Request: Rewrite the records from their start through the line containing "(0, 116), (222, 180)", both included, keeping the requests unchanged and shifting every corner coordinate in the answers up by 41.

·····

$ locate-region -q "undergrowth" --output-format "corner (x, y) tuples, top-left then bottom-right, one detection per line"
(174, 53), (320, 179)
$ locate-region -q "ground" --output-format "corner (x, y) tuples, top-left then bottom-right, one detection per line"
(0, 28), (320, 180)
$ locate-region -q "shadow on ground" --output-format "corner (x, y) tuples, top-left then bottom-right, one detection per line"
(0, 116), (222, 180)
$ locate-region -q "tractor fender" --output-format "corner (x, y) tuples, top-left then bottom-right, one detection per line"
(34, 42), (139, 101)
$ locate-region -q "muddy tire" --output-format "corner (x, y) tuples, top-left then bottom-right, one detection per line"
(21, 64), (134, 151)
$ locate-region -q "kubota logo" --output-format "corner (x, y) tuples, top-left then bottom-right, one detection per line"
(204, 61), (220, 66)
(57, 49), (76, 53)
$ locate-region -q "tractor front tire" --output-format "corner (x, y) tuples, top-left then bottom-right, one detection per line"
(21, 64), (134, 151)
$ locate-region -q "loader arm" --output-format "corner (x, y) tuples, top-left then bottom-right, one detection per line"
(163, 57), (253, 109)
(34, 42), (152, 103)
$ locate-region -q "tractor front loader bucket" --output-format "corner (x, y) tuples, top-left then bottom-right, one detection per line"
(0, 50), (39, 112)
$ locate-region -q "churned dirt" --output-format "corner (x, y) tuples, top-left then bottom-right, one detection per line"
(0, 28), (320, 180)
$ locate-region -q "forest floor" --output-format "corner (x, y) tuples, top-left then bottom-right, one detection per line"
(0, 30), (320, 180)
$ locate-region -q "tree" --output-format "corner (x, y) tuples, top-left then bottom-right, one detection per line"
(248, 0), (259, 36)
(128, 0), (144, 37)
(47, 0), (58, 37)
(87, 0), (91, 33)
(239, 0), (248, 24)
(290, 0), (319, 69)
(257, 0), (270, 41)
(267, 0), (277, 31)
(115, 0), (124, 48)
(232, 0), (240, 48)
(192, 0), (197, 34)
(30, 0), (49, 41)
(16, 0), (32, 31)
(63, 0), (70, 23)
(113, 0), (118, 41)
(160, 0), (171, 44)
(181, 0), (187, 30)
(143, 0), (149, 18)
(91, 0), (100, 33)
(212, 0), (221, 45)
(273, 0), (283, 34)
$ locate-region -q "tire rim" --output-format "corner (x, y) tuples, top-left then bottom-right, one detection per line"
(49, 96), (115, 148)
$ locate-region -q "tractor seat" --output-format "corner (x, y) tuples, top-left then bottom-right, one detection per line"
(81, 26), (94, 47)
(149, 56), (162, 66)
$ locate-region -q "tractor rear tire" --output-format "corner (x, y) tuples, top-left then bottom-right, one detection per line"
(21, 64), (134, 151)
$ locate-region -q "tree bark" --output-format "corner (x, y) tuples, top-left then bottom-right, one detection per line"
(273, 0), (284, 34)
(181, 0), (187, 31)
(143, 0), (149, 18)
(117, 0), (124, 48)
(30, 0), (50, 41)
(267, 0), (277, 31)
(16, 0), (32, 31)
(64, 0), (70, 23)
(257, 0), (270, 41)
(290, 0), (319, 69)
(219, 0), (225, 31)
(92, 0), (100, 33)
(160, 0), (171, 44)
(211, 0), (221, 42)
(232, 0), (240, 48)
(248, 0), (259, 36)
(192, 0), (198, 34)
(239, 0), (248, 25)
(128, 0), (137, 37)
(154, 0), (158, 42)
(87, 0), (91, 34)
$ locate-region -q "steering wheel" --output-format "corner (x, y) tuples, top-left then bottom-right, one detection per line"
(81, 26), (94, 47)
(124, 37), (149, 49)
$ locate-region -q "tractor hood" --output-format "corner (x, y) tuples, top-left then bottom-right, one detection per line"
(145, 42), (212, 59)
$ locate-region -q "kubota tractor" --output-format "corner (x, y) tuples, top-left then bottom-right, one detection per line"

·····

Solution:
$ locate-region -q "undergrowth" --output-format "corner (x, y) tuples, top-left then bottom-right, one detection per line"
(215, 94), (361, 220)
$ locate-region -q "ground" --output-format "corner (x, y) tuples, top-left then bottom-right, one detection per line"
(41, 69), (361, 221)
$ locate-region -q "shadow on ground" --output-format "corner (x, y) tuples, top-left then bottom-right, one detection per line"
(41, 157), (263, 221)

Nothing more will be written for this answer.